WHAT IS NEEDED >>
Write out all entries word for word.

(Rows from a pointing dataset)
▼▼▼

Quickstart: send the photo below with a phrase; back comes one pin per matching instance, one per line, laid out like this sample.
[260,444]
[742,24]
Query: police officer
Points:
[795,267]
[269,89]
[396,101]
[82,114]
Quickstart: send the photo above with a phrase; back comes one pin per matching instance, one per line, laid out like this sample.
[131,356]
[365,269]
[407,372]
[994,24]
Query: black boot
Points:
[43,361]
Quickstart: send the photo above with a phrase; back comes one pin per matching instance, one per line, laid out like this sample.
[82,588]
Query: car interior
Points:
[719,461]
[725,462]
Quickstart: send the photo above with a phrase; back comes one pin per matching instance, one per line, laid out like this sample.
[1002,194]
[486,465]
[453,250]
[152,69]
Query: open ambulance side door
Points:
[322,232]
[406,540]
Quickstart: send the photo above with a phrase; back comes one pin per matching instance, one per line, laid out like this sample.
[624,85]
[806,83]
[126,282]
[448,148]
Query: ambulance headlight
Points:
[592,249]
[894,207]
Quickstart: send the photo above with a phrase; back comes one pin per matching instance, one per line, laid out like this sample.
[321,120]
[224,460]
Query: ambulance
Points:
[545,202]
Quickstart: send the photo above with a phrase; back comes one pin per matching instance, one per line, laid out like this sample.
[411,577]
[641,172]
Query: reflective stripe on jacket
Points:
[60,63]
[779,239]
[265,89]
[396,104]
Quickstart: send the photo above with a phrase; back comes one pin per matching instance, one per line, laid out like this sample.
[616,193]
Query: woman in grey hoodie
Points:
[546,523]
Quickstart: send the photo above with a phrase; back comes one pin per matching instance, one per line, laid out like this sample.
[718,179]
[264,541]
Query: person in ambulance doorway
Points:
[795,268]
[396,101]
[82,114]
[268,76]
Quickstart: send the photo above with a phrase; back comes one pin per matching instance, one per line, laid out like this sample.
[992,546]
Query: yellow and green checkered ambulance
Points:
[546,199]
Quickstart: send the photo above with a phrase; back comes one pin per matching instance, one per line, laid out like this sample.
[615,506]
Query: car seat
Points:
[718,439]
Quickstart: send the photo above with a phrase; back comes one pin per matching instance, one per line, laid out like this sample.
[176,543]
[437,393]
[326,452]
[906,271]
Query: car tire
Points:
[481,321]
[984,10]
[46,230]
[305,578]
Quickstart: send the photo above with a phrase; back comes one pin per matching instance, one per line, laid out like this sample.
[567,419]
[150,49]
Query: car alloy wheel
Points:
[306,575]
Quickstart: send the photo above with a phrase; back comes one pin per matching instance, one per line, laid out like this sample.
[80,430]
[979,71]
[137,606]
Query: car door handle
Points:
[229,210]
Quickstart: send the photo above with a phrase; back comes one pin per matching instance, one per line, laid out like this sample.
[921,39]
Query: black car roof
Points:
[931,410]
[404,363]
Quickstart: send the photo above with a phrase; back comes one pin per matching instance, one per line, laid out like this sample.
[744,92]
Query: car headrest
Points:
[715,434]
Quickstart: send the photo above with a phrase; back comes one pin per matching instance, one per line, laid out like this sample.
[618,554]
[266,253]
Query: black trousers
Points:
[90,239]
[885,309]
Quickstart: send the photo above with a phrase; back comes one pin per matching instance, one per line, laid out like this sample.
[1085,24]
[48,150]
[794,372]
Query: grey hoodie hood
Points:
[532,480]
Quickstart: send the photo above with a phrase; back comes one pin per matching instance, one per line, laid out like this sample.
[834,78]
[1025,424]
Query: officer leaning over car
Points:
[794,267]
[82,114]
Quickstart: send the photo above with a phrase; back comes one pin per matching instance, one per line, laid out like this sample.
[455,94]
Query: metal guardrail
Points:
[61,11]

▲▲▲

RESPONSE TO THIS EXERCISE >>
Quickstart: send the photo below with a phrase; back comes one pin per matching instance, one per line, laid out like this sample.
[260,444]
[742,24]
Query: police officer
Points:
[795,267]
[269,89]
[396,101]
[82,114]
Quickstart: send the photo above with a phrase; back comes one pin per matching instance, one per line, laid out like this sample.
[131,356]
[365,269]
[407,372]
[994,24]
Query: black boot
Points:
[43,361]
Quickstart: send the photo above with a phrase; back comes one pin per matching instance, one per line, laid out like this sample.
[82,588]
Query: car interior
Points:
[719,461]
[725,462]
Quickstart: send the photo above with a phrase; back comes one pin per matching instance, one per line, laid out like this sample.
[1002,194]
[486,465]
[453,250]
[152,69]
Query: open ambulance side door
Points:
[322,232]
[406,540]
Quickstart: send the photo above with a phrase; back comes one pin per matching instance, one per line, laid out like this sample.
[624,85]
[806,83]
[126,282]
[448,148]
Query: ambulance headlight
Points:
[592,249]
[894,207]
Quickstart: send the photo above with a phrase; back comes one pin per matching instance, one per line, laid out like this sample.
[321,120]
[224,460]
Query: ambulance
Points:
[545,202]
Quickstart: send the photo above with a phrase; back comes one pin per matching instance, one per line, laid out like this sample.
[411,577]
[641,172]
Query: reflective stripe on jacket
Points:
[60,63]
[779,239]
[265,89]
[396,104]
Quickstart: send the photo above with a phrase; back comes one pin per matching instance, one per line, laid out like this sample.
[616,193]
Query: woman in grey hoodie
Points:
[546,523]
Quickstart: send the photo above with a phrase; back comes one pin per matching instance, one per line, laid out like this sample.
[718,179]
[264,541]
Query: person in ambulance doorway
Points:
[795,268]
[396,101]
[82,114]
[268,76]
Quickstart: send the photo above with a phrase; back comes one pin per matching instance, one per line, laid out like this sample.
[992,546]
Query: yellow and green checkered ambulance
Points:
[546,199]
Quickstart: send the photo above with a phrase; back comes one pin per matching instance, one per line, laid out like this sample.
[615,506]
Query: car seat
Points:
[718,439]
Quickstart: send the photo above with a phrase; back comes one pin per matching instance, one per line, laid out like this sample.
[176,543]
[437,393]
[326,452]
[906,271]
Query: car tire
Points:
[481,321]
[984,10]
[46,230]
[305,578]
Quickstart: send the photo above with a phrase; back comes one pin per matching instance, one per line, laid out like this sample.
[567,419]
[150,49]
Query: car alloy wheel
Points:
[306,575]
Quickstart: send the photo above with a phrase; back comes one pin per matching instance, one per line, laid out like this sample.
[80,430]
[979,71]
[137,606]
Query: car door handle
Points:
[229,210]
Quickstart: send the photo above with a phrase; back comes one pin per matching instance, one per line, laid out like this sample.
[921,39]
Query: black car roof
Points:
[931,410]
[404,363]
Quickstart: send the photo above with a phrase; back comes one pin per matching instance, one per line, laid out like this sample.
[744,92]
Query: car headrest
Points:
[715,434]
Quickstart: send the photo above with a phrase; back comes one pin per matching instance, one per line, laid out like this sample.
[618,554]
[266,253]
Query: black trousers
Points:
[90,239]
[885,309]
Quickstart: send the photo above with a phrase; back comes one pin per matching instance, one per line, laid out like this sample.
[1085,24]
[48,150]
[794,372]
Query: grey hoodie hood
Points:
[532,480]
Quickstart: send the photo above with a phrase; back comes one pin per matching instance, one per line, laid out like this sample.
[834,78]
[1025,424]
Query: officer leaning over car
Points:
[794,267]
[82,114]
Quickstart: send the photo above with a phrase; back comes one pin per matching instance, one per line, laid out like this sample.
[455,94]
Query: metal guardrail
Points:
[61,11]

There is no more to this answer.